* SOURCE EXTRACT:
From fd1427de2c5e9c77e2ffd850741351f90bd9d27f Mon Sep 17 00:00:00 2001
From: Jelte Fennema <jelte.fennema@microsoft.com>
Date: Tue, 27 Jun 2023 16:37:09 +0200
Subject: [PATCH] Change by_disk_size rebalance strategy to have a base size
 (#7035)

One problem with rebalancing by disk size is that shards in newly
created collocation groups are considered extremely small. This can
easily result in bad balances if there are some other collocation groups
that do have some data. One extremely bad example of this is:
1. You have 2 workers
2. Both contain about 100GB of data, but there's a 70MB difference.
3. You create 100 new distributed schemas with a few empty tables in
   them
4. You run the rebalancer
5. Now all new distributed schemas are placed on the node with that had
   70MB less.
6. You start loading some data in these shards and quickly the balance
   is completely off

To address this edge case, this PR changes the by_disk_size rebalance
strategy to add a a base size of 100MB to the actual size of each
shard group. This can still result in a bad balance when shard groups
are empty, but it solves some of the worst cases.

* WRITTEN PROBLEM:
Write the next part of the rebalance strategy patch description, picking up after its final sentence. The records that come after this text are separate material and have no connection to it.

* INFORMATION SUPPLIED:
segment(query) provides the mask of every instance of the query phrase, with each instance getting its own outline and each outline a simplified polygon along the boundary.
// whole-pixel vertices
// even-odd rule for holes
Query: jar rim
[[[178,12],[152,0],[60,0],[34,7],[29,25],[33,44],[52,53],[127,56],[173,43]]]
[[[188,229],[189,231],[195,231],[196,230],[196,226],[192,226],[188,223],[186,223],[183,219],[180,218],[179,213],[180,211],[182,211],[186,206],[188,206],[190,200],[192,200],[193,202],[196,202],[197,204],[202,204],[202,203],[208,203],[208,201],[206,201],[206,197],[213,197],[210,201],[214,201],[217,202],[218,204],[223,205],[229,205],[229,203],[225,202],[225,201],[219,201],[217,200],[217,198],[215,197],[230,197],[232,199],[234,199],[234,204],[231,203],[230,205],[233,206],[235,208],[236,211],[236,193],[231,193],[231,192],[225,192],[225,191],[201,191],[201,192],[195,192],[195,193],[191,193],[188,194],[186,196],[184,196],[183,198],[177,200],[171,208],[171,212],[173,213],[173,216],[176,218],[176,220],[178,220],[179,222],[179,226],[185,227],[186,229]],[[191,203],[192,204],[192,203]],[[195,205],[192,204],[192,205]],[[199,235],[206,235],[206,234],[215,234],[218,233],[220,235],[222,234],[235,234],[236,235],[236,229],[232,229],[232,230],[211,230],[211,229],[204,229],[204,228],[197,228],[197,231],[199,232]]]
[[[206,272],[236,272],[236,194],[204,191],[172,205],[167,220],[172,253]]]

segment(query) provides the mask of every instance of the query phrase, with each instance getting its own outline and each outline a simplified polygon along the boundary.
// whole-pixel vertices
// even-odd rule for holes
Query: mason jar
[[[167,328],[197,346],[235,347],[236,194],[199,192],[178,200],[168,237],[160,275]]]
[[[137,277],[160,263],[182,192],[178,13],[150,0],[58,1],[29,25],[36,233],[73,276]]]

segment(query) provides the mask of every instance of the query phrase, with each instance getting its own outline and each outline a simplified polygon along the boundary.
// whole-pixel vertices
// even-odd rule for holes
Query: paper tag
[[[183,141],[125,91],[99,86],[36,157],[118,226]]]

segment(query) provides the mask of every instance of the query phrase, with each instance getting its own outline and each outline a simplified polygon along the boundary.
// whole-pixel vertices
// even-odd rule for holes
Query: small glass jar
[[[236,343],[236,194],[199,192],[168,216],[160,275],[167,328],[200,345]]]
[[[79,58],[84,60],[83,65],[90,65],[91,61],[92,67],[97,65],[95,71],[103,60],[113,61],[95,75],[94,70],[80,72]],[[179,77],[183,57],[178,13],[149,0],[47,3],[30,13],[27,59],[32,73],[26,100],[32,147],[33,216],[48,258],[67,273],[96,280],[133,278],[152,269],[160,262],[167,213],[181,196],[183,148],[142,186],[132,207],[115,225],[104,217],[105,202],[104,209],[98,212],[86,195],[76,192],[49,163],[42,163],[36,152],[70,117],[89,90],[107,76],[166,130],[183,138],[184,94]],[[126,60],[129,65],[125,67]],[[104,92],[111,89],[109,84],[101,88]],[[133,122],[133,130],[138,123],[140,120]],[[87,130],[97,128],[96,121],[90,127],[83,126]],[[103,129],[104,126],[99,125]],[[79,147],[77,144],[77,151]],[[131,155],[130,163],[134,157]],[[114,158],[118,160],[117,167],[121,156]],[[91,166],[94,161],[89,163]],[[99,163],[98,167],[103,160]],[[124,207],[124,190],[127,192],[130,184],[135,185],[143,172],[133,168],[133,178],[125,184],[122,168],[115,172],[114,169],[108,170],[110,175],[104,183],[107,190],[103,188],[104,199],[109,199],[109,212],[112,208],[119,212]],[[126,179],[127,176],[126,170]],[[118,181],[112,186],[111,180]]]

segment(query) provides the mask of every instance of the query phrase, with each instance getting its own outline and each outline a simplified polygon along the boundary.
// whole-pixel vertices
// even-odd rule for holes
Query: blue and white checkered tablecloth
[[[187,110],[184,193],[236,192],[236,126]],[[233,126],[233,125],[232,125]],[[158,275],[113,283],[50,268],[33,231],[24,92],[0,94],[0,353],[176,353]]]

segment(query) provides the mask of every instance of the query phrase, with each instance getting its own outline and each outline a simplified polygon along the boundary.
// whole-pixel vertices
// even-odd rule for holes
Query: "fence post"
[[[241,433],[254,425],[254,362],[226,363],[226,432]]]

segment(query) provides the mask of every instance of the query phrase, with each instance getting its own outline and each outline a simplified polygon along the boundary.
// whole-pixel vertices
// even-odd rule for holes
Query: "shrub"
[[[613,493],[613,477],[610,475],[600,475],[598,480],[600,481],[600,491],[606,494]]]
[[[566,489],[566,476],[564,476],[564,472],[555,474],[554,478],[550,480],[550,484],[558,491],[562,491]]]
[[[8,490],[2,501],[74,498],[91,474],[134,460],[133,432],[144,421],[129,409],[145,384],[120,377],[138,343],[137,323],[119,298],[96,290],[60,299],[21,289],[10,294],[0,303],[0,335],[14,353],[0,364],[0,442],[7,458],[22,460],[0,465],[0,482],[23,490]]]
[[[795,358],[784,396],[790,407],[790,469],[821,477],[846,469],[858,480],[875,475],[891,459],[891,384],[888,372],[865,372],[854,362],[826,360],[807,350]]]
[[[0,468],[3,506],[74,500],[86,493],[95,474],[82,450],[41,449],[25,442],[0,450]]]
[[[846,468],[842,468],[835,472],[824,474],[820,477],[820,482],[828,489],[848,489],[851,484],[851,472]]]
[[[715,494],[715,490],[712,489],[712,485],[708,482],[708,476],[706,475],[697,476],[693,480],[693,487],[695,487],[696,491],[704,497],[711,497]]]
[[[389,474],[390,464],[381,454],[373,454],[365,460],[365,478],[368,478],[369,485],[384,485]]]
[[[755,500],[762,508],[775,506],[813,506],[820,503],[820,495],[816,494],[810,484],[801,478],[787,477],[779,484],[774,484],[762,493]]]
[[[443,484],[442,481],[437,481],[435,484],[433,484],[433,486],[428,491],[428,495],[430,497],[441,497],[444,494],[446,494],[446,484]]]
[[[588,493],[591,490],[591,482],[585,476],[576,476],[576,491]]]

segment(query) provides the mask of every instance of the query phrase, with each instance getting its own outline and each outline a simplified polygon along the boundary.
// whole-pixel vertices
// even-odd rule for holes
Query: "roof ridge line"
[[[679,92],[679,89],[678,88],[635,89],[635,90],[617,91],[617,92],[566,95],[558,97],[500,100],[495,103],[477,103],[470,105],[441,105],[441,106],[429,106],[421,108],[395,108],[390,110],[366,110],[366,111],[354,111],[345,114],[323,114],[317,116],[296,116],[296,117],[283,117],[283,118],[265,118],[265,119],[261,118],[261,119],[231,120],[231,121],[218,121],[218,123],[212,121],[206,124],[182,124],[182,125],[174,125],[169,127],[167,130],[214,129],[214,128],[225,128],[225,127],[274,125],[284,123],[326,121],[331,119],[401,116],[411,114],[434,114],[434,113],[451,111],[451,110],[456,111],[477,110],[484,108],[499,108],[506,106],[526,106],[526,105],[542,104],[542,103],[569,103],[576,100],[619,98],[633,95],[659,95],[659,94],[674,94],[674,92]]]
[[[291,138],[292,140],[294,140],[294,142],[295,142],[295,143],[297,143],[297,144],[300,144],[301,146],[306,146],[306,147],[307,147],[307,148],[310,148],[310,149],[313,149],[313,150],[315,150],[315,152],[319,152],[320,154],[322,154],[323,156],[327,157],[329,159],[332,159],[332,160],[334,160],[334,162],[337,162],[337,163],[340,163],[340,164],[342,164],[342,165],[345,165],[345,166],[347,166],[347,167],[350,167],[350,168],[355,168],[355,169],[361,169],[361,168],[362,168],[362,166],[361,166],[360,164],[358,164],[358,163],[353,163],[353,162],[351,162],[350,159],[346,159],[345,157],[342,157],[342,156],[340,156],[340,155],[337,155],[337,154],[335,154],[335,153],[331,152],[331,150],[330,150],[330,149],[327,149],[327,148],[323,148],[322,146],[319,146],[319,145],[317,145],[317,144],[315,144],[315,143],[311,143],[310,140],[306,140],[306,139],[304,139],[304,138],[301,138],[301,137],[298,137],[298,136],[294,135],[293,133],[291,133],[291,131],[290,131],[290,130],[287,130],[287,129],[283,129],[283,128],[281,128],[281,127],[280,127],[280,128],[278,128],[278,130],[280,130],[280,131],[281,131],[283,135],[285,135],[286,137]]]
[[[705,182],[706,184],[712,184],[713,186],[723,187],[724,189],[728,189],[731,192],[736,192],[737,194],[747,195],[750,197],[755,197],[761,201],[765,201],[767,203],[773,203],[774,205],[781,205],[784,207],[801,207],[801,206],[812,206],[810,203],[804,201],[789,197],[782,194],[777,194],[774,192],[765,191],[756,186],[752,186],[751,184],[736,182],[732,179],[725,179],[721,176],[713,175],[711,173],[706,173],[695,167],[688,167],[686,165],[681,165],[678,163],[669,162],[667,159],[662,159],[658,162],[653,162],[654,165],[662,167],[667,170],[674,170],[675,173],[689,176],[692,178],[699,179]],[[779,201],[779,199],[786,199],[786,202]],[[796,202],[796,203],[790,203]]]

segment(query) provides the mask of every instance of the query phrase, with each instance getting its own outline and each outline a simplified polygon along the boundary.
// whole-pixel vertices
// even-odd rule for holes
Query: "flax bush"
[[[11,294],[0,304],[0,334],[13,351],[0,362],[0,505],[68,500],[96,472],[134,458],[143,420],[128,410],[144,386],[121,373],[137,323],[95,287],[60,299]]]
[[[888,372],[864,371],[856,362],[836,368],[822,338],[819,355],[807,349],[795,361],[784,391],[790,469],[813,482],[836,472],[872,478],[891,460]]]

* RESPONSE:
---
 .../distributed/operations/shard_rebalancer.c  |  3 +++
 src/backend/distributed/shared_library_init.c  | 17 +++++++++++++++++
 src/include/distributed/shard_rebalancer.h     |  1 +
 src/test/regress/citus_tests/run_test.py       |  1 +
 .../regress/expected/multi_partitioning.out    |  2 +-
 .../expected/shard_move_deferred_delete.out    |  2 +-
 src/test/regress/expected/shard_rebalancer.out | 18 +++++++++++++++++-
 src/test/regress/sql/shard_rebalancer.sql      |  9 ++++++++-
 8 files changed, 49 insertions(+), 4 deletions(-)

diff --git a/src/backend/distributed/operations/shard_rebalancer.c b/src/backend/distributed/operations/shard_rebalancer.c
index 5750b9e8d..20004f5fb 100644
--- a/src/backend/distributed/operations/shard_rebalancer.c
+++ b/src/backend/distributed/operations/shard_rebalancer.c
@@ -319,6 +319,7 @@ PG_FUNCTION_INFO_V1(citus_rebalance_wait);
 
 bool RunningUnderIsolationTest = false;
 int MaxRebalancerLoggedIgnoredMoves = 5;
+int RebalancerByDiskSizeBaseCost = 100 * 1024 * 1024;
 bool PropagateSessionSettingsForLoopbackConnection = false;
 
 static const char *PlacementUpdateTypeNames[] = {
@@ -677,6 +678,8 @@ citus_shard_cost_by_disk_size(PG_FUNCTION_ARGS)
 	MemoryContextSwitchTo(oldContext);
 	MemoryContextReset(localContext);
 
+	colocationSizeInBytes += RebalancerByDiskSizeBaseCost;
+
 	if (colocationSizeInBytes <= 0)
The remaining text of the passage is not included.